Work order:
A bare number is the expected answer: the count of lines in the records that contain the word "plate".

═════ Data ═════

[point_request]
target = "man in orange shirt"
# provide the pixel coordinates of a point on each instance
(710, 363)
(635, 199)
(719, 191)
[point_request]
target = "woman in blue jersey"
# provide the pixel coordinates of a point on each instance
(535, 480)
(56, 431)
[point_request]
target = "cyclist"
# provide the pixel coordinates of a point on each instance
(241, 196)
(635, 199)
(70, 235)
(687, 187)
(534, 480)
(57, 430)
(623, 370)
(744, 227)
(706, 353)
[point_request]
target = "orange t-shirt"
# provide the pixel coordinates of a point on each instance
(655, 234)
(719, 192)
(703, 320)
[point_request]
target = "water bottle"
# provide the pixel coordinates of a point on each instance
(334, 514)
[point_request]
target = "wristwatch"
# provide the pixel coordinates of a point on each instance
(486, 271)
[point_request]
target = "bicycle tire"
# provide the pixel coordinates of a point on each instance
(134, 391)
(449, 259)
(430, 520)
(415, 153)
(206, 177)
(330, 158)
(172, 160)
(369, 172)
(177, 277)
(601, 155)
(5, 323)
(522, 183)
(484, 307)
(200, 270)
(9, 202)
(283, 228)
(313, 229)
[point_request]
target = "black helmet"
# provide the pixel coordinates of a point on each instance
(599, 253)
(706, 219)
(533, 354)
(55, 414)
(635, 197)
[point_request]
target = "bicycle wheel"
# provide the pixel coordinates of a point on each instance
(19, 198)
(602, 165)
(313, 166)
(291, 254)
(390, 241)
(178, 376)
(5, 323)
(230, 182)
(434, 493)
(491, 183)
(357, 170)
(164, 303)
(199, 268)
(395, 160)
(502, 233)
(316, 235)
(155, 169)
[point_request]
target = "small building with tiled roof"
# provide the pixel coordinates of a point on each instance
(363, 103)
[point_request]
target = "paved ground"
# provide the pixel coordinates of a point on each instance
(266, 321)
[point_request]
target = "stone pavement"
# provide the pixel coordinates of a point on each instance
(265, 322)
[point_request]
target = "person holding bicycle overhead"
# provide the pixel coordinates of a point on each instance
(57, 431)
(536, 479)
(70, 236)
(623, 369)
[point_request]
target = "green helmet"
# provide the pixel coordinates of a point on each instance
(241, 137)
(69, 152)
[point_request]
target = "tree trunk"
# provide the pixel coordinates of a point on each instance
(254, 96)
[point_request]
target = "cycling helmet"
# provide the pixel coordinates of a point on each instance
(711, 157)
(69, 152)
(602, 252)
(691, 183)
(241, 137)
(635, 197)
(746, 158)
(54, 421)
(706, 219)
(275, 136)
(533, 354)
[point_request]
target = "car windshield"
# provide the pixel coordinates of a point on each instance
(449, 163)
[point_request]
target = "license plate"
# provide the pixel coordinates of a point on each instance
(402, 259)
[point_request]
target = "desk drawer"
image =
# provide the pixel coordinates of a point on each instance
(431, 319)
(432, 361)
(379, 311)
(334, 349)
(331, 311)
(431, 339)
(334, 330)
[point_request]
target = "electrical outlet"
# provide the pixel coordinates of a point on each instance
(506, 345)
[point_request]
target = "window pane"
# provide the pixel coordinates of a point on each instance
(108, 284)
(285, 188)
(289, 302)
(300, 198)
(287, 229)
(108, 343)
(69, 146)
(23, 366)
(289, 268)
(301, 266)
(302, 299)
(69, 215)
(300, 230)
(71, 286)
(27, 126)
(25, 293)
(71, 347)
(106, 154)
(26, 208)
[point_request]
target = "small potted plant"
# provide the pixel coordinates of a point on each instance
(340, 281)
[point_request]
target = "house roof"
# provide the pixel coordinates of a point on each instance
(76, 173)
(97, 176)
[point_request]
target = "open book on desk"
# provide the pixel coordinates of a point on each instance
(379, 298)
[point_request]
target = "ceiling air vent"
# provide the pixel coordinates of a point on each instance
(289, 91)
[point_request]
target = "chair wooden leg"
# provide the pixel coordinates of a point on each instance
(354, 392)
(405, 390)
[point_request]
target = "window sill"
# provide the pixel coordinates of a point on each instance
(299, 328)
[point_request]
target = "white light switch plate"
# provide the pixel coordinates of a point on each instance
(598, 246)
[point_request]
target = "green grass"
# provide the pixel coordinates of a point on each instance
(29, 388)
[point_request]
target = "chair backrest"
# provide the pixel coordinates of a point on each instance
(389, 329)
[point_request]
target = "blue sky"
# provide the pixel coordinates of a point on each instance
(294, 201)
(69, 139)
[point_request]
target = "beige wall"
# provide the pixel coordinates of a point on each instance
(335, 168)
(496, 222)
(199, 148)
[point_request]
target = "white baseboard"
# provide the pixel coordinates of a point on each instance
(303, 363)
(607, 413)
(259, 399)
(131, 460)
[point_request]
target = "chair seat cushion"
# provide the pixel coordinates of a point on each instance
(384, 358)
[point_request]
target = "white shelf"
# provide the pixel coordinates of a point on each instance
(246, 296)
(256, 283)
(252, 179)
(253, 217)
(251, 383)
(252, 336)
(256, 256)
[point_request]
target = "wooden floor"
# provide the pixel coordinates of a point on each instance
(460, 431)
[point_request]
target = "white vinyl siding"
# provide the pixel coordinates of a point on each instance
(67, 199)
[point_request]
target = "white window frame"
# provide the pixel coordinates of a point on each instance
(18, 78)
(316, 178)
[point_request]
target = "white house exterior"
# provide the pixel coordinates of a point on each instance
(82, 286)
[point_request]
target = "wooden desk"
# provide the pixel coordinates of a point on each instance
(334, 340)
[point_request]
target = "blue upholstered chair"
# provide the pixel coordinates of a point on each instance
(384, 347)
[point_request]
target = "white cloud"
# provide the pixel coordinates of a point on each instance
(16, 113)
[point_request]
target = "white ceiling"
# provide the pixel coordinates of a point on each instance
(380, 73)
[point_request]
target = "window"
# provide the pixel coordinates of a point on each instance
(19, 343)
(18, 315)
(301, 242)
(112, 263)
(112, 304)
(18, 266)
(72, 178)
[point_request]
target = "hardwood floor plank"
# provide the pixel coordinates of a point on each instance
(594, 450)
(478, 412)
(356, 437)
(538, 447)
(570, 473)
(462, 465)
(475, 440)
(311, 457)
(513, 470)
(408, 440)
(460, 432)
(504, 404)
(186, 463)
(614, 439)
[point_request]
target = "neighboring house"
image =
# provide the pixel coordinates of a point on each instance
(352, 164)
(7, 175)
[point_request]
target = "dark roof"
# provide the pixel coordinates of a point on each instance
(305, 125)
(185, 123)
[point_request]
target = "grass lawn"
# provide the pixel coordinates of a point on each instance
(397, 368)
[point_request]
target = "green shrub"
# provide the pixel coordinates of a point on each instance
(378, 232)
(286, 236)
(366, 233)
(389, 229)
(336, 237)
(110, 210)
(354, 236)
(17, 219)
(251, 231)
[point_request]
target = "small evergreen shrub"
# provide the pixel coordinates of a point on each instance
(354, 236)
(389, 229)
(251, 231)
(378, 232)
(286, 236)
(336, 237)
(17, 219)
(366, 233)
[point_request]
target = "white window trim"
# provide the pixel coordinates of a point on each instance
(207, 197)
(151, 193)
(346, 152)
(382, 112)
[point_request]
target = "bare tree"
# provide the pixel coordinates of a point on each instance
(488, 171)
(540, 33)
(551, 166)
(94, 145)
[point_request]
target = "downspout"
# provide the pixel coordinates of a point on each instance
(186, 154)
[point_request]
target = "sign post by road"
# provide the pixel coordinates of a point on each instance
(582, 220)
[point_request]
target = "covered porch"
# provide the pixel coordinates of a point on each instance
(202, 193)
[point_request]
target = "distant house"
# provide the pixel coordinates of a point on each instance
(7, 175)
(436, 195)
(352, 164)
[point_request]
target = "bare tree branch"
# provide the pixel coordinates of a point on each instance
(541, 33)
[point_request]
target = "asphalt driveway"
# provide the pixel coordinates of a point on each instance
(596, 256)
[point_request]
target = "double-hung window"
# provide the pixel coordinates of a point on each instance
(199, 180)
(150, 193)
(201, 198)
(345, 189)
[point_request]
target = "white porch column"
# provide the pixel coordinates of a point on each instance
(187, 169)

═════

Reply to the task:
2